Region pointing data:
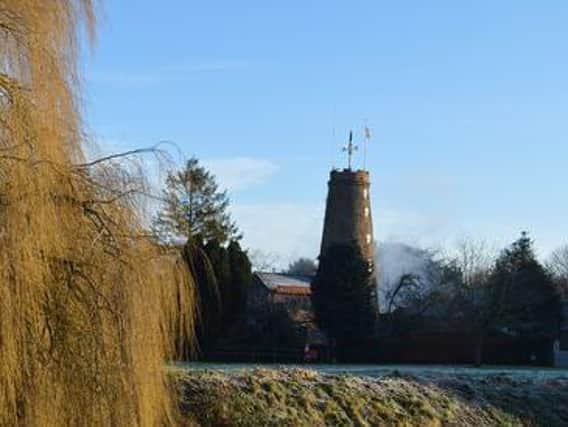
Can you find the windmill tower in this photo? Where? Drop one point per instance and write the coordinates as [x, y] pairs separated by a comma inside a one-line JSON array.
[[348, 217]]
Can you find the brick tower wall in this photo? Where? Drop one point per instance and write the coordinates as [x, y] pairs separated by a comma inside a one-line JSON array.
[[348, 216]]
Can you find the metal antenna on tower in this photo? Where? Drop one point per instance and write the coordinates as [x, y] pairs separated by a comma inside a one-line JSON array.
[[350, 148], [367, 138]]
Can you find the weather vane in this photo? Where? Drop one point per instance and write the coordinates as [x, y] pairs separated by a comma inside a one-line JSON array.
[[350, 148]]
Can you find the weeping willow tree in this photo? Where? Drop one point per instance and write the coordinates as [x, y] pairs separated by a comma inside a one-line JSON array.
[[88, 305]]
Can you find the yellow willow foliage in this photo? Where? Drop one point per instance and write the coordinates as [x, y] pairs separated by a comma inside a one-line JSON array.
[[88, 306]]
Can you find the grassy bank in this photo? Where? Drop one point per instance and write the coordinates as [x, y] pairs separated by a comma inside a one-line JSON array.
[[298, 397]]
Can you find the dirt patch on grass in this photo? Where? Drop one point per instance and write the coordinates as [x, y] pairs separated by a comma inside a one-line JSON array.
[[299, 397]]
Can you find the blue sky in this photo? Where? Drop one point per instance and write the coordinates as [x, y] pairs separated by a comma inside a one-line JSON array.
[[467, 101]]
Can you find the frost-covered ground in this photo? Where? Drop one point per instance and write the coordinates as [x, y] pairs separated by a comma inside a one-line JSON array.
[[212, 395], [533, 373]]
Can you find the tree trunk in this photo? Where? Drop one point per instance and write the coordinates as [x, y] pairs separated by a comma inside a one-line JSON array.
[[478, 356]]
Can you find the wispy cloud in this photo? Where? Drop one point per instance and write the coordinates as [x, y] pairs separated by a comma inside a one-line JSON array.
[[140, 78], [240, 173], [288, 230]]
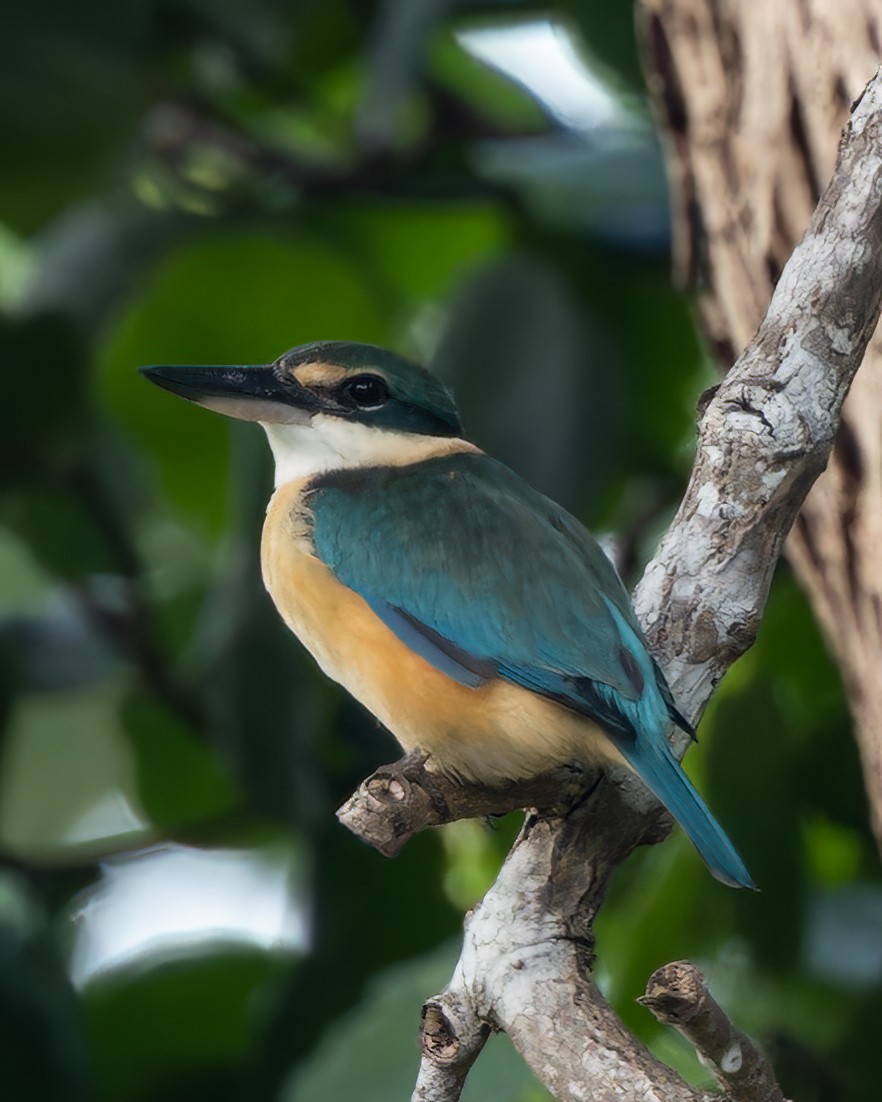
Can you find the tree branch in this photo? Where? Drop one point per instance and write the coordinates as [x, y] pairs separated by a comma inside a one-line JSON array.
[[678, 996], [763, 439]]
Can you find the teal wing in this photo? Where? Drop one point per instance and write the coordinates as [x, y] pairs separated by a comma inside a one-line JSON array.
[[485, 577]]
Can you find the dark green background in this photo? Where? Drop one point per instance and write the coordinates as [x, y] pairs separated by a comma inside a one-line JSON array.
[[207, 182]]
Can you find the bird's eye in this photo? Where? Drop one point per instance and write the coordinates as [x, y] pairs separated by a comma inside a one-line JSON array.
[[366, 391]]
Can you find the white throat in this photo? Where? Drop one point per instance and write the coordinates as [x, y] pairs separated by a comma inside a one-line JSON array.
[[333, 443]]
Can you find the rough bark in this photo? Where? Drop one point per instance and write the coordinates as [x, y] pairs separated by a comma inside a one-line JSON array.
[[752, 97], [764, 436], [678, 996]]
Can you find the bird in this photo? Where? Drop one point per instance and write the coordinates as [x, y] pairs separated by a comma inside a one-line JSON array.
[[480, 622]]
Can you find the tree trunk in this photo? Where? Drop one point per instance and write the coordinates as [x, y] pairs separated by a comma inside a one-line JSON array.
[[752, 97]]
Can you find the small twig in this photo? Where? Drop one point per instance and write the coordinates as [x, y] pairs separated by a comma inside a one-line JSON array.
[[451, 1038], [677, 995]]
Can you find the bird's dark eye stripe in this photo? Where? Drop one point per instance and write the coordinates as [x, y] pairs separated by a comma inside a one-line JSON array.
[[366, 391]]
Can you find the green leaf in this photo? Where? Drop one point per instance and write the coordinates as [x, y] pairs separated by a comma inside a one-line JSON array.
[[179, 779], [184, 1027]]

==

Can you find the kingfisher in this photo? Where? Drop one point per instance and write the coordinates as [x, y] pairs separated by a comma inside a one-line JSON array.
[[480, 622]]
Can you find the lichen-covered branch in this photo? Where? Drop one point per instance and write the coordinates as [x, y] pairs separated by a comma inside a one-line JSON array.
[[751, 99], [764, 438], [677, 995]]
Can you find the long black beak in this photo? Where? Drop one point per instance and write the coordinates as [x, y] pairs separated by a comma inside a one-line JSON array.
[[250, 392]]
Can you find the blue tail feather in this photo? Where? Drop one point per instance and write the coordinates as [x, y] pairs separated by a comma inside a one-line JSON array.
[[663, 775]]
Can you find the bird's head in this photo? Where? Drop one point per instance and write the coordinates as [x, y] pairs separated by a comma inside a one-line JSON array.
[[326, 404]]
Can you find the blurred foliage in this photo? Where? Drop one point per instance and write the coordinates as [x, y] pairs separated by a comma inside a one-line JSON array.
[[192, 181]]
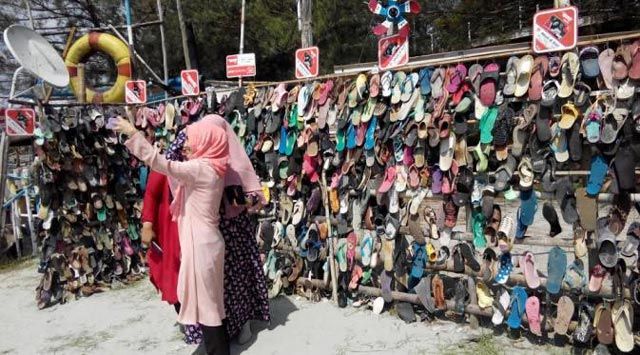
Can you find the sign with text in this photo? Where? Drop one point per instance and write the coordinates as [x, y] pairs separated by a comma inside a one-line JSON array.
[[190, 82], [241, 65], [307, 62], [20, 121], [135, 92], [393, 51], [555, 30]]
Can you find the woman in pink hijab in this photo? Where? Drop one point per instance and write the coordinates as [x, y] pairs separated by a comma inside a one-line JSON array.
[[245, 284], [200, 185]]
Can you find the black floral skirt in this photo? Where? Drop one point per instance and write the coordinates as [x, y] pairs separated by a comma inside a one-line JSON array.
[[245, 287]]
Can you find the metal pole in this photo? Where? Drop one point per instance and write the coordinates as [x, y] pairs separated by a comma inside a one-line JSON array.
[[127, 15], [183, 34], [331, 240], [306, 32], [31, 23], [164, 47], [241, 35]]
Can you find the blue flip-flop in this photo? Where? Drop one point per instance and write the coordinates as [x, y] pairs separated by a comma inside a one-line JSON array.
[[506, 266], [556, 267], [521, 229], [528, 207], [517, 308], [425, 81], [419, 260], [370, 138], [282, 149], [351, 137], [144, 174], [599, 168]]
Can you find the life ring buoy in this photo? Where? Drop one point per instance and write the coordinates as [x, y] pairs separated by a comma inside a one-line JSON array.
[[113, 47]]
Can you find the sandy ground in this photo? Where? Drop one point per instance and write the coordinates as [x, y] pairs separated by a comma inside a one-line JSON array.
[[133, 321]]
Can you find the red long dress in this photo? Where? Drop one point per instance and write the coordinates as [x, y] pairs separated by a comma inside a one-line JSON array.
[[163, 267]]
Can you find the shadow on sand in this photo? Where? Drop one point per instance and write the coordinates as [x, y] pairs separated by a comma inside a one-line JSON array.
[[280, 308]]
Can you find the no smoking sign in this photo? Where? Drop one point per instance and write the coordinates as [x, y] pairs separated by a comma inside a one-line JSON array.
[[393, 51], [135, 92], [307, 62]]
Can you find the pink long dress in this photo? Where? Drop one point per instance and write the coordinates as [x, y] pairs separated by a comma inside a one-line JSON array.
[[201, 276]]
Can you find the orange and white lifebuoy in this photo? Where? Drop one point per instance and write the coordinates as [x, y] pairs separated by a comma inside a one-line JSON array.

Task brief =
Give back precisely the lines above that start at the line containing "Can you find the pink" and end at the line containing "Can you find the orange", inclusive. No other lines belong in the output.

Task response =
Can you find the pink long dress in this photo? Where? Drop one point per instance and write the coordinates as [x, y] pairs separated by a comma inside a one-line JSON array.
[[201, 276]]
Can you find the orange and white lifebuoy in this photo? Where? Drop one point per instance and write the coordinates as [x, y] pairs separated by a comma inside a one-line JSON array.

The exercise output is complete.